• **WHAT THE EXERCISE ASKS**
Print the listing that follows, character for character.

• **DATA TO PROCESS**
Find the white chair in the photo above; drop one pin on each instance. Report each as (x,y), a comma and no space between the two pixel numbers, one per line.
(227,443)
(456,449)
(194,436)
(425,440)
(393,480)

• **EXERCISE ANSWER**
Find the white chair in the photo above; drop one pin on each instance. Report each as (x,y), a comma and no space between the two pixel numbers, one per line.
(227,443)
(456,449)
(194,436)
(425,440)
(393,480)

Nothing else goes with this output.